§ **Problem requirements**:
Return every line of the entries below that contains the word "table", copying each line in full. Case counts.

** Begin **

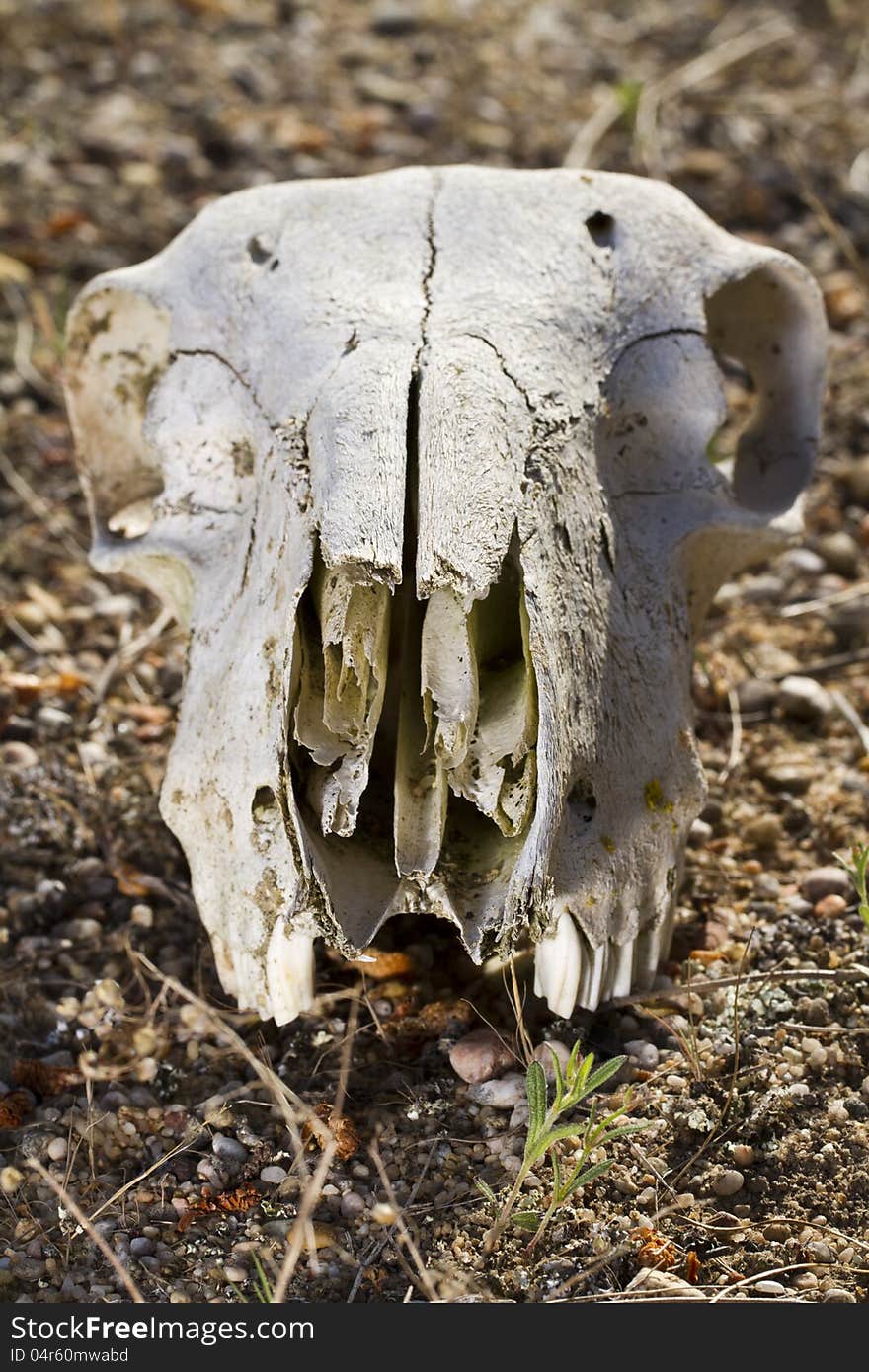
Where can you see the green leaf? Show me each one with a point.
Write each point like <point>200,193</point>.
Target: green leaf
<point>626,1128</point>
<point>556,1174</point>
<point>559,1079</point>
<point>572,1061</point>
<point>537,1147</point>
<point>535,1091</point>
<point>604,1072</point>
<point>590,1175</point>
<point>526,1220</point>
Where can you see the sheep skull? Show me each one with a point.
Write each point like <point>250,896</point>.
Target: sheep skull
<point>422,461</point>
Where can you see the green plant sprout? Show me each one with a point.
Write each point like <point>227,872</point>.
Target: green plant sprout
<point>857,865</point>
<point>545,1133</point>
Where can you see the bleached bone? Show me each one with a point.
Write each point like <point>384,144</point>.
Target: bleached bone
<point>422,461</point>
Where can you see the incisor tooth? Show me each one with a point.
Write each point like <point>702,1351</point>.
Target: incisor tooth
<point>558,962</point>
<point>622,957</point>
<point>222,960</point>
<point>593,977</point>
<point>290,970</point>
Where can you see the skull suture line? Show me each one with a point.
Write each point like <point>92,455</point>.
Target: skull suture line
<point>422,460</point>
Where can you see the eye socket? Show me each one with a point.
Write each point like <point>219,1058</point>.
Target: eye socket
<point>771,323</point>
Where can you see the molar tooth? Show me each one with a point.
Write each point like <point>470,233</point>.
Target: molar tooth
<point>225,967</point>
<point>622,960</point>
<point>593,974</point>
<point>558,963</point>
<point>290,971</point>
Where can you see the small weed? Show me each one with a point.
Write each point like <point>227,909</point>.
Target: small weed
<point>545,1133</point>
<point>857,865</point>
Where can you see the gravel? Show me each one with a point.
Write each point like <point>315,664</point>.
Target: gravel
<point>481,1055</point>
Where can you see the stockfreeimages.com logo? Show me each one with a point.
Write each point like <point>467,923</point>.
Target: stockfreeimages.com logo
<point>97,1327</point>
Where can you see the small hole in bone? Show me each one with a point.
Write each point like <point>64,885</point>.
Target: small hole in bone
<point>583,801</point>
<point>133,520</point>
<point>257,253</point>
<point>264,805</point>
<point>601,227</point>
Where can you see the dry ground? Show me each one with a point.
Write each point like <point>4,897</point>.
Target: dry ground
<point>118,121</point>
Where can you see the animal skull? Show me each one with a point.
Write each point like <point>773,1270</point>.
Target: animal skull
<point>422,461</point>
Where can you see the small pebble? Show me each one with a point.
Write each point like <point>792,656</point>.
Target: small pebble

** End **
** Begin **

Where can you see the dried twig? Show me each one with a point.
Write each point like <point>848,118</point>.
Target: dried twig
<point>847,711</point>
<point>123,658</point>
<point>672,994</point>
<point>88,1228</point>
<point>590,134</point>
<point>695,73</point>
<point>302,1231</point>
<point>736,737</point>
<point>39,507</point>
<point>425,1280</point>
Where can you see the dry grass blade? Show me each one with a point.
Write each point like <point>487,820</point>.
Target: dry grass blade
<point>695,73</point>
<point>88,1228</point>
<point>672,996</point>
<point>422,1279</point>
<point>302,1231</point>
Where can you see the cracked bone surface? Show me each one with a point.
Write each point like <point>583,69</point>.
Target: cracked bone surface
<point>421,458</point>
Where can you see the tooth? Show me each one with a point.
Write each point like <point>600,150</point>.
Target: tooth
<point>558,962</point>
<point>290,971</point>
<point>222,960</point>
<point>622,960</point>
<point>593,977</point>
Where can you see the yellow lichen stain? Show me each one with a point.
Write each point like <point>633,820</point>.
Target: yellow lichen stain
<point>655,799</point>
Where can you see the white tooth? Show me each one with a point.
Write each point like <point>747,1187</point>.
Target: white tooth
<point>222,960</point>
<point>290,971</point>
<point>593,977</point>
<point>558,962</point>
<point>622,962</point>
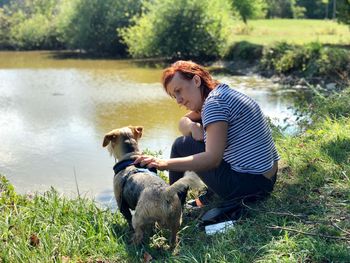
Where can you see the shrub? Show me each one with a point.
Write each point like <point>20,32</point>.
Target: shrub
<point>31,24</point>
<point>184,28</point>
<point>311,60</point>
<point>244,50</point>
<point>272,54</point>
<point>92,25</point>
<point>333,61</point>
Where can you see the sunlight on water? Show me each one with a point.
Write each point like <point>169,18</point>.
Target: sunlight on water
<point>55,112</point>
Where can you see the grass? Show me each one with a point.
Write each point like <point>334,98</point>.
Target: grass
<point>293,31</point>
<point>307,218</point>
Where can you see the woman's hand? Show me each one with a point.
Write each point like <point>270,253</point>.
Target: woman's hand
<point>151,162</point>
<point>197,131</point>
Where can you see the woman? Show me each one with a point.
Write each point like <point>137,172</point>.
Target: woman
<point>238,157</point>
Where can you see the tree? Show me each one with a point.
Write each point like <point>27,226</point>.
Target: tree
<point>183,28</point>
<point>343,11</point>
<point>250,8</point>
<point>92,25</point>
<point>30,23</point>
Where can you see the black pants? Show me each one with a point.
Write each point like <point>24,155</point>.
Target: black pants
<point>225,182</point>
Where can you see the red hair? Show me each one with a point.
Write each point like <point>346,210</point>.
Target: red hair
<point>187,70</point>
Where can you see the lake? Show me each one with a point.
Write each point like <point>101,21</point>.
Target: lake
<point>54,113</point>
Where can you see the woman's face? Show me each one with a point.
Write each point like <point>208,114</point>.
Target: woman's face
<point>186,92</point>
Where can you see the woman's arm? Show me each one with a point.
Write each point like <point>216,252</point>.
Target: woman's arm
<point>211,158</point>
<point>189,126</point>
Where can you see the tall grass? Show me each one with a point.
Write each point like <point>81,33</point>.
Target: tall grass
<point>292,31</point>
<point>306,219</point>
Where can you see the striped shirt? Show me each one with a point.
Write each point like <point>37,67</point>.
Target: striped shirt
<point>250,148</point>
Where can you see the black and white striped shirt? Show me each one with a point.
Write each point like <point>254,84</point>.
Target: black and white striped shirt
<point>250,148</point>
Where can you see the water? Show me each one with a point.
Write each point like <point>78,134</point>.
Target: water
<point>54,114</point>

** End **
** Begin **

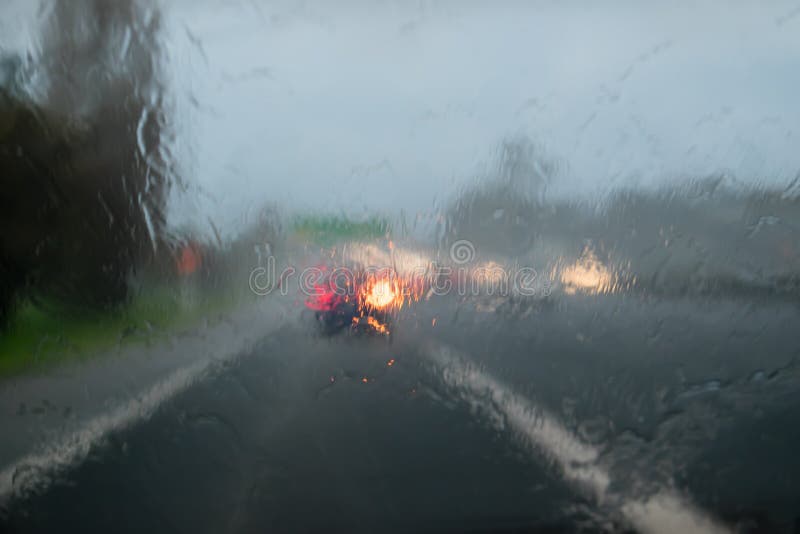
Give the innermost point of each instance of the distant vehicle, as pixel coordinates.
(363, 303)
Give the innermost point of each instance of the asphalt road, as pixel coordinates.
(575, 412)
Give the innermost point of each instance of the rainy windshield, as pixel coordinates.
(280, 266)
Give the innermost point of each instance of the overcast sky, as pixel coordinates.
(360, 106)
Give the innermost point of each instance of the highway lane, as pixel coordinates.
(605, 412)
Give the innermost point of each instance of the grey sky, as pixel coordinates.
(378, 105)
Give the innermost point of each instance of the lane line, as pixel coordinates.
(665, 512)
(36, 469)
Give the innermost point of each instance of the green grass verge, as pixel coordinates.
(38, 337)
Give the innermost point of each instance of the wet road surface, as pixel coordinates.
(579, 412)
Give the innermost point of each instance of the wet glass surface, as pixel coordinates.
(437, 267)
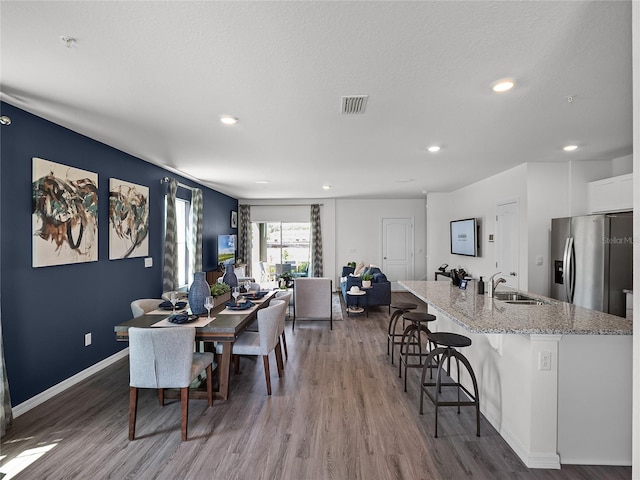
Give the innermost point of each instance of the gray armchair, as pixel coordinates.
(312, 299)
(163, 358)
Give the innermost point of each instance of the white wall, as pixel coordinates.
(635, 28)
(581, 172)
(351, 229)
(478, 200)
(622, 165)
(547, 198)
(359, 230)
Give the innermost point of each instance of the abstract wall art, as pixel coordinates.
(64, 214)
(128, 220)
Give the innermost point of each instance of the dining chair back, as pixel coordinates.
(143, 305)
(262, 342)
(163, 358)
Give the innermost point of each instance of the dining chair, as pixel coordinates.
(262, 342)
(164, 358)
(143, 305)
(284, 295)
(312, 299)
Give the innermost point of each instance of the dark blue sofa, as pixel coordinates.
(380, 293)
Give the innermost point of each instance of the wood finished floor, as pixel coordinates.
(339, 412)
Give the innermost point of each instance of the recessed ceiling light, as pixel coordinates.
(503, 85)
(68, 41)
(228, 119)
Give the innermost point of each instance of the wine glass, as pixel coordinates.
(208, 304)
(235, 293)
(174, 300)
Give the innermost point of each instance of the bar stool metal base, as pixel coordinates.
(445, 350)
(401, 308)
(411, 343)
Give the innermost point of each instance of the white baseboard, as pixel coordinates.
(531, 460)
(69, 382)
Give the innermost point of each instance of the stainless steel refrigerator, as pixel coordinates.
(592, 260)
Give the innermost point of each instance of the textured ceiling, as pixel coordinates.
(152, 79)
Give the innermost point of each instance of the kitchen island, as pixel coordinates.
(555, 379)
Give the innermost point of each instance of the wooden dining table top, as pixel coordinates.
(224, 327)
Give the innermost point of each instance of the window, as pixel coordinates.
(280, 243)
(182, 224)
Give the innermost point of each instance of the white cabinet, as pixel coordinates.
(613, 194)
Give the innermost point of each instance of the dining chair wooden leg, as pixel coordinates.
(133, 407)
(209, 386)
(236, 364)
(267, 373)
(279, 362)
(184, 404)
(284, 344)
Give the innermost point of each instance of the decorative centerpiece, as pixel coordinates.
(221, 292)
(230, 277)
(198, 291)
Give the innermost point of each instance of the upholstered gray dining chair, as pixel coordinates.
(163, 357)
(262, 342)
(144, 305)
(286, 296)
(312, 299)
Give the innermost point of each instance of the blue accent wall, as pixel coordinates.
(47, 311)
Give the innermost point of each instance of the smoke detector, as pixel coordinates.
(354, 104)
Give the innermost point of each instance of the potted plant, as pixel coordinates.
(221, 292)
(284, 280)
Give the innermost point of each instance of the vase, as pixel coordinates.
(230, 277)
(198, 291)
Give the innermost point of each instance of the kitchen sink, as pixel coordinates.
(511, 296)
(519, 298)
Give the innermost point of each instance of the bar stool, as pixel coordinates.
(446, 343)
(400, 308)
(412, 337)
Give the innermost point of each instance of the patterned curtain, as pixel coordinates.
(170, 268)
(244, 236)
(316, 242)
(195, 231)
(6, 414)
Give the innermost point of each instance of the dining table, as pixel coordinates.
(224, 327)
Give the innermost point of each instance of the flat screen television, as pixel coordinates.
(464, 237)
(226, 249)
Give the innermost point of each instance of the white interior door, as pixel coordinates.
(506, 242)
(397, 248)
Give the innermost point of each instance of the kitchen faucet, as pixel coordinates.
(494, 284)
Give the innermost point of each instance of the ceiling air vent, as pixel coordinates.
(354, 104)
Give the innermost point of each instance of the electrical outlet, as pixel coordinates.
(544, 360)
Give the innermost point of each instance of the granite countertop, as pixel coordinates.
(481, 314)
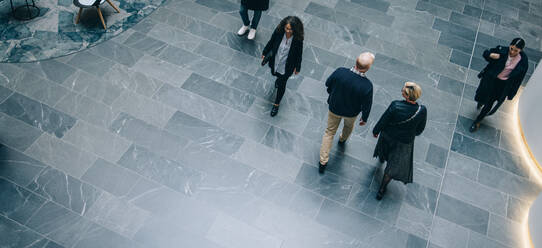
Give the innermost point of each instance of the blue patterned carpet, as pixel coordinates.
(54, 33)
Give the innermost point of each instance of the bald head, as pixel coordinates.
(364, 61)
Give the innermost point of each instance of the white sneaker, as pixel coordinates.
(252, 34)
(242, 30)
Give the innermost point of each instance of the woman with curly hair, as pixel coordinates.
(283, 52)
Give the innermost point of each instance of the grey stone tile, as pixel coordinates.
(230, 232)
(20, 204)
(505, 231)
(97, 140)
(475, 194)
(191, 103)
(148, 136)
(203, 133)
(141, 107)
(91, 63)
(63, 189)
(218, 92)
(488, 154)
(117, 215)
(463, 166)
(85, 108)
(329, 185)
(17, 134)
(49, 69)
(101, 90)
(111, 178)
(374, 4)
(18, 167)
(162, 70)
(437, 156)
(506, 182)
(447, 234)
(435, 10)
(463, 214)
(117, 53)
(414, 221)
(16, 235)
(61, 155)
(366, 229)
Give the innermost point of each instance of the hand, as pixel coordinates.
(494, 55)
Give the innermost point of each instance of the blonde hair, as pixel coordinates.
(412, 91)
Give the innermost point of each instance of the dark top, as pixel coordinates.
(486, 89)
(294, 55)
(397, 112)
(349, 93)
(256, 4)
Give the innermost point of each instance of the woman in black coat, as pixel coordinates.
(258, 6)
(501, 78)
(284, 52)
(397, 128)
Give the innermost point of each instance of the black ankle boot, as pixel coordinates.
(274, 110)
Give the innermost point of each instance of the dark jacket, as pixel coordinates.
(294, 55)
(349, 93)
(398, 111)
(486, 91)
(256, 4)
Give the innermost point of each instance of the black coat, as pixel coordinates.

** End **

§ **Reply to the task**:
Give the innermost point of each instance of the wooden dining table top, as pixel coordinates.
Give the innermost point of each instance of the dining table, as pixel coordinates.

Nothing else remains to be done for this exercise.